▶ [WORK TO BE COMPLETED] Copy the data below word for word, keeping every line and mark unchanged.

===

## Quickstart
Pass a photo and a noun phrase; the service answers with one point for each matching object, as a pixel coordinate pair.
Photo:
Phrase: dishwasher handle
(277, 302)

===

▶ [EXERCISE OUTPUT]
## Quickstart
Pass a photo and a noun phrase; the service answers with one point for each matching object, as a pixel coordinate pair.
Photo:
Phrase: dishwasher handle
(277, 302)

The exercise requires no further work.